(Image point grounding data)
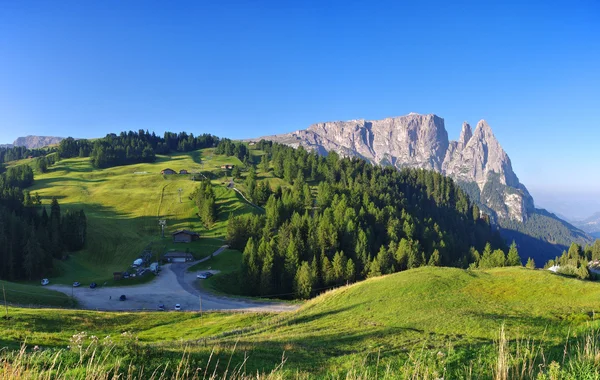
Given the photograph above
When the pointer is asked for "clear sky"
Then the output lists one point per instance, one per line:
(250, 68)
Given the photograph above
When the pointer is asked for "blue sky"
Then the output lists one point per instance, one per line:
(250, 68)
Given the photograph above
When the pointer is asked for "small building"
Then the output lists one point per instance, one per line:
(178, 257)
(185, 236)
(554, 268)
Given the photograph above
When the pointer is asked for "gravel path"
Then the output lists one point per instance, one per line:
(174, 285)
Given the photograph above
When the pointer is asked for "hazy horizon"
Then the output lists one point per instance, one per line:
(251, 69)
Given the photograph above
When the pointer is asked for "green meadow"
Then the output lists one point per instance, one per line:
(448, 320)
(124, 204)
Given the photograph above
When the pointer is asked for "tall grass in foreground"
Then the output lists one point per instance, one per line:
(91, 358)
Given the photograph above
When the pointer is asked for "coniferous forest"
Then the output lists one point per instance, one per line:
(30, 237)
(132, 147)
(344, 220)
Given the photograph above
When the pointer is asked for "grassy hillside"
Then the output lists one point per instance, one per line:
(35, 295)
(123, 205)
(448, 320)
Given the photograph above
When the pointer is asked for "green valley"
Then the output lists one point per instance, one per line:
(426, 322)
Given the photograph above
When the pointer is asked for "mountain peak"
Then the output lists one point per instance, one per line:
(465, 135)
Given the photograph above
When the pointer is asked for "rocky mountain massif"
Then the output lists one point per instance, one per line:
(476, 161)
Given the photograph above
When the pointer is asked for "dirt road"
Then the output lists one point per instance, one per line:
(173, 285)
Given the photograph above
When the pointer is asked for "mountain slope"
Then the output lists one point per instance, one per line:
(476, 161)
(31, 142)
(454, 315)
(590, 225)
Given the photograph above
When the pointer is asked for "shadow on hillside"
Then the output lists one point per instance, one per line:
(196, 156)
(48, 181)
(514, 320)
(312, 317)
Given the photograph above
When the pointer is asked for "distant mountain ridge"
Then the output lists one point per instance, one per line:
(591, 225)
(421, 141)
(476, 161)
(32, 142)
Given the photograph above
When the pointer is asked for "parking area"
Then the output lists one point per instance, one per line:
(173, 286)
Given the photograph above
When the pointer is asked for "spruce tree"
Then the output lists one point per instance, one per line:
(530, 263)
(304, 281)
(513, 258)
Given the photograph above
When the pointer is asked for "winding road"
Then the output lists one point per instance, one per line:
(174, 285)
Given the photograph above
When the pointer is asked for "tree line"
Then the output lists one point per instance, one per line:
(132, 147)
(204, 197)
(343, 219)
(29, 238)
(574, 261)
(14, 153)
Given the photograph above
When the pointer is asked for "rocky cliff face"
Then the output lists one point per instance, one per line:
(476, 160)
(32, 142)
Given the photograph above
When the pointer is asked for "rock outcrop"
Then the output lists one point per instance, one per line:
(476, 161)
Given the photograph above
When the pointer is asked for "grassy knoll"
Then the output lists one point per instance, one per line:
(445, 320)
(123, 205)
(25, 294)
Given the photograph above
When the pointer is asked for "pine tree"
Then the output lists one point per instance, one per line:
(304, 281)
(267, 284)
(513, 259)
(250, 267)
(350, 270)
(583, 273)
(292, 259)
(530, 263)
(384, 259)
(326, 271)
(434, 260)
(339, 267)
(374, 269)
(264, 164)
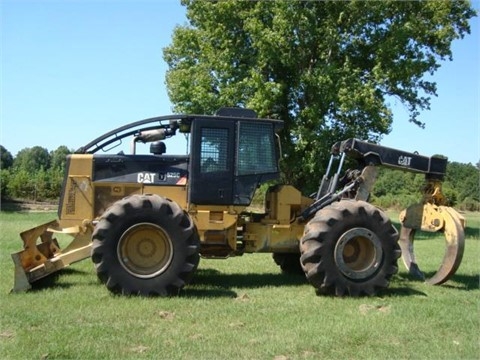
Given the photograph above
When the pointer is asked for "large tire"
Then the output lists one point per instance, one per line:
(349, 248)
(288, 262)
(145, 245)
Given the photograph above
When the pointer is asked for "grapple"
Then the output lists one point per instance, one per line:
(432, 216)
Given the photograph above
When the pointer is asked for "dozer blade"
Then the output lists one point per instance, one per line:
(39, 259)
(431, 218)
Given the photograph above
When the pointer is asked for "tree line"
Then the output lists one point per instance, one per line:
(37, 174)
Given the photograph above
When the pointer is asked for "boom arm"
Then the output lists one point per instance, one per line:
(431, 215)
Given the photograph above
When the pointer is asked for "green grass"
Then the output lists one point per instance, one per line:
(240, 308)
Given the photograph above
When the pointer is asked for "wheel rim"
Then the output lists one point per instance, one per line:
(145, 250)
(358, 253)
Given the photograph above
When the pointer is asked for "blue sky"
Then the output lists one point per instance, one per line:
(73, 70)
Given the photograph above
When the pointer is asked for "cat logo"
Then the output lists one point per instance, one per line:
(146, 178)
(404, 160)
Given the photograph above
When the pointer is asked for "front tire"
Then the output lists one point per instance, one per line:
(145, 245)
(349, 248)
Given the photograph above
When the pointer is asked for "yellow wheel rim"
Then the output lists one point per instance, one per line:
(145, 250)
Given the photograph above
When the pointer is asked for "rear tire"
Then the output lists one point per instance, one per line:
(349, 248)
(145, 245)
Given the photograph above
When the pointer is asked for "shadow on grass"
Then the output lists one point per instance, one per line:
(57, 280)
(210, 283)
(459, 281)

==

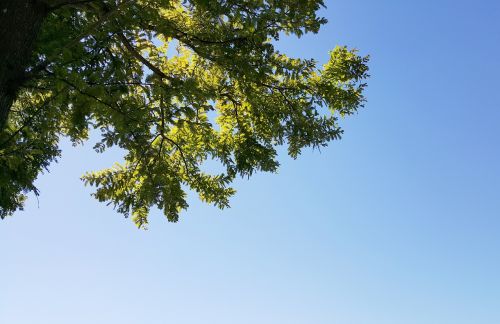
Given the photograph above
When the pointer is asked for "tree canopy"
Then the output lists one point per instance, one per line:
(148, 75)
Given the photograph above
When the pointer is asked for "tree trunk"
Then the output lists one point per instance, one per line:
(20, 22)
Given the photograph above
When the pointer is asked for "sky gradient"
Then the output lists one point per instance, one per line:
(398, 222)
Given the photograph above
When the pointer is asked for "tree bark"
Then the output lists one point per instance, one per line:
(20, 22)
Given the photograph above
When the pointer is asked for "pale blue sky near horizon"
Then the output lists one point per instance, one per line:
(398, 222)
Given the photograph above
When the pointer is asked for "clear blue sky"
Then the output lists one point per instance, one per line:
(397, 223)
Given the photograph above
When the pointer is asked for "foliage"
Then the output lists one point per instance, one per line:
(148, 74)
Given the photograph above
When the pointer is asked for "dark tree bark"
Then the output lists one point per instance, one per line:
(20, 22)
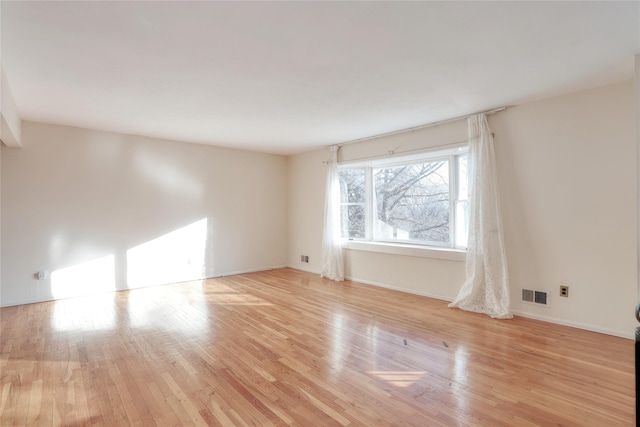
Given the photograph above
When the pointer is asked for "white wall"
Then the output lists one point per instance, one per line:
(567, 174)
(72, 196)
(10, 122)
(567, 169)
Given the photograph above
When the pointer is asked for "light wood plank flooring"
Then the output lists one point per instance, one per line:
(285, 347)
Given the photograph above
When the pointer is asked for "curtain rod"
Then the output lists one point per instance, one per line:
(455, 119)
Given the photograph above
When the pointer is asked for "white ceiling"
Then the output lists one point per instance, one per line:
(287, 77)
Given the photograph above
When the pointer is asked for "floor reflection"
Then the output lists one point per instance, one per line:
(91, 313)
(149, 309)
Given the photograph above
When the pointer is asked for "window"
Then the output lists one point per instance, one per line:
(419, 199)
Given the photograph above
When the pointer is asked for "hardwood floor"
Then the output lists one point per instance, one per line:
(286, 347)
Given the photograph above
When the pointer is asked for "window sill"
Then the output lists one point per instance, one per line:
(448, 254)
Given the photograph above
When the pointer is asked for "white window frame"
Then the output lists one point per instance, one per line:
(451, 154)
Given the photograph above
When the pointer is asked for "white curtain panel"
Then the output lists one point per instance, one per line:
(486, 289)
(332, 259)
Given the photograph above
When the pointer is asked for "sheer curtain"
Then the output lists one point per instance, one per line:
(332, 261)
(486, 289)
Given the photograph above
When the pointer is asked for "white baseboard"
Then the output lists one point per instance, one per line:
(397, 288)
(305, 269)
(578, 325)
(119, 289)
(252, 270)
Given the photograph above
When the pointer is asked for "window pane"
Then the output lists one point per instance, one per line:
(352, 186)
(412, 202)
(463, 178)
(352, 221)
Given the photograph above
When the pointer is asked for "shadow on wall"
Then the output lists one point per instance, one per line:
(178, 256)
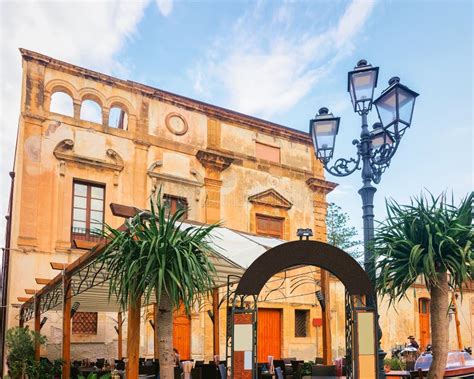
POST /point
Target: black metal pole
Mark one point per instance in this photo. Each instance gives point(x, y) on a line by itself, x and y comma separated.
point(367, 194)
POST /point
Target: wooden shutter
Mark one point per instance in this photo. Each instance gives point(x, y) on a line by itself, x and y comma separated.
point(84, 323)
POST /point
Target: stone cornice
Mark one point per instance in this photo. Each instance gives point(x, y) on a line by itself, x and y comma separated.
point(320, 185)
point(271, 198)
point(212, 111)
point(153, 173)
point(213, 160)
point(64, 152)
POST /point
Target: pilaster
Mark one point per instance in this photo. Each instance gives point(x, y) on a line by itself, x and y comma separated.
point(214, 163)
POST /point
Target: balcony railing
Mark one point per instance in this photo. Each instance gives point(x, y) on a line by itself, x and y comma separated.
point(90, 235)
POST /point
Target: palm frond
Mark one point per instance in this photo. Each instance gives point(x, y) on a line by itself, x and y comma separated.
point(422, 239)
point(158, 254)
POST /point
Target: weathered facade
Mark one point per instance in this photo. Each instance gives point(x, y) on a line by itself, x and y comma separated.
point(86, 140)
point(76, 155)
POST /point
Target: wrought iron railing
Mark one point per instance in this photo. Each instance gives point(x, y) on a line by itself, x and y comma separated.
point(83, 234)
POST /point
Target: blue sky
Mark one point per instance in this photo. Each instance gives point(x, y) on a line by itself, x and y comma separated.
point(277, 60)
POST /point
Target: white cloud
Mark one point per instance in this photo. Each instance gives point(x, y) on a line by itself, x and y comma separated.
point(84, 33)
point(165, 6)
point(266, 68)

PROBLEM STATEMENT:
Identify the lines above with the word "railing". Copy them.

RESPONSE AREA:
Target: balcony railing
Target: wrought iron railing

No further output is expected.